● DATA SHOWN:
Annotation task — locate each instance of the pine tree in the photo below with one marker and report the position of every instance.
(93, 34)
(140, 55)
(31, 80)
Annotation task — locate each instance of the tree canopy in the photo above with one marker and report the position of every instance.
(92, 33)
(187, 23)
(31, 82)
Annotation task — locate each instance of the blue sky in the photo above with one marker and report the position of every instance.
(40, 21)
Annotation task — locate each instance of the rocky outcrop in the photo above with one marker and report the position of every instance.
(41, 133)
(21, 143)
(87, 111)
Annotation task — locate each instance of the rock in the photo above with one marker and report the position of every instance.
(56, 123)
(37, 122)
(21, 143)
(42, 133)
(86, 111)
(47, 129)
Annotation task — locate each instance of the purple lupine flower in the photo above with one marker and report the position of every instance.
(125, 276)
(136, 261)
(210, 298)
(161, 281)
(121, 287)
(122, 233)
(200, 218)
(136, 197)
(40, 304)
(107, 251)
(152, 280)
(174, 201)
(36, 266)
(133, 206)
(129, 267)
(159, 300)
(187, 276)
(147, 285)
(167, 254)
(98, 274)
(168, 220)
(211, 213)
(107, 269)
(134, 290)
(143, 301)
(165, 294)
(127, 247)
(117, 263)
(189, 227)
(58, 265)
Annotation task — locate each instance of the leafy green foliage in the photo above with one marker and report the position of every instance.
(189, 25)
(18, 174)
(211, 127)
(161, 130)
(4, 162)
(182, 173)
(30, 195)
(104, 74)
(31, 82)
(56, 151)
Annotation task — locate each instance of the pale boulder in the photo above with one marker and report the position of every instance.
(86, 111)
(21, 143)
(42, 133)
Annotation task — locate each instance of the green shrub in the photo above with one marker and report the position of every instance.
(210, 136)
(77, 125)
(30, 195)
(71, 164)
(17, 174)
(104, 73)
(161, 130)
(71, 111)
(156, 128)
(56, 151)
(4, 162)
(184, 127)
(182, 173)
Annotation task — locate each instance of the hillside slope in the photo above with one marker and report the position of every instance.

● TASK TO CARRY OUT: Word for word, copy out the records.

● WRITTEN SOLUTION:
Annotation task — locate each instance of the pine tree in the photo below with one marker and report the position of every instance.
(93, 34)
(140, 55)
(31, 80)
Annotation task — locate each instance of the tree canopy in the photo above with one marker and report the position of every instance.
(92, 33)
(187, 23)
(31, 82)
Annotation task — locate each instance of the blue sky in the photo above with one marker and report the position of every instance.
(40, 21)
Annotation task — locate each instance of the rocky outcrop in the photo above with one marker and report the position of every instance.
(41, 133)
(21, 143)
(87, 111)
Annotation task — locate each instance of the rock in the photo above with one marker and report the position of every instance.
(56, 123)
(37, 122)
(21, 143)
(42, 133)
(86, 111)
(47, 129)
Annotation task — locate each instance of the purple lupine flower in the photo above with one marker and report the position of every instance.
(125, 276)
(136, 261)
(210, 298)
(161, 281)
(121, 287)
(122, 233)
(200, 218)
(136, 197)
(40, 304)
(107, 251)
(152, 280)
(174, 201)
(36, 266)
(133, 206)
(129, 267)
(159, 300)
(187, 276)
(147, 285)
(167, 254)
(98, 274)
(168, 220)
(211, 213)
(107, 269)
(134, 290)
(143, 301)
(165, 294)
(127, 247)
(117, 263)
(189, 227)
(58, 265)
Annotation task — locate each instance of the leafy green foliage in the photo above with one marker and report the position of every instance.
(189, 25)
(18, 174)
(211, 127)
(161, 130)
(4, 162)
(182, 173)
(30, 195)
(104, 74)
(31, 82)
(56, 151)
Annotation task — locate each instance of the pale boulder in the photo above with one marker and report the position of every instance.
(86, 111)
(21, 143)
(42, 133)
Annotation task — locate each instance of the green shrub in the photo above with one marker and report the position of every instance.
(210, 136)
(77, 125)
(30, 195)
(71, 164)
(17, 174)
(104, 73)
(161, 130)
(71, 111)
(156, 128)
(56, 151)
(4, 162)
(184, 127)
(182, 173)
Annotation task — locate each instance of the hillside slope in the photo above with one marker and report the position of every instance.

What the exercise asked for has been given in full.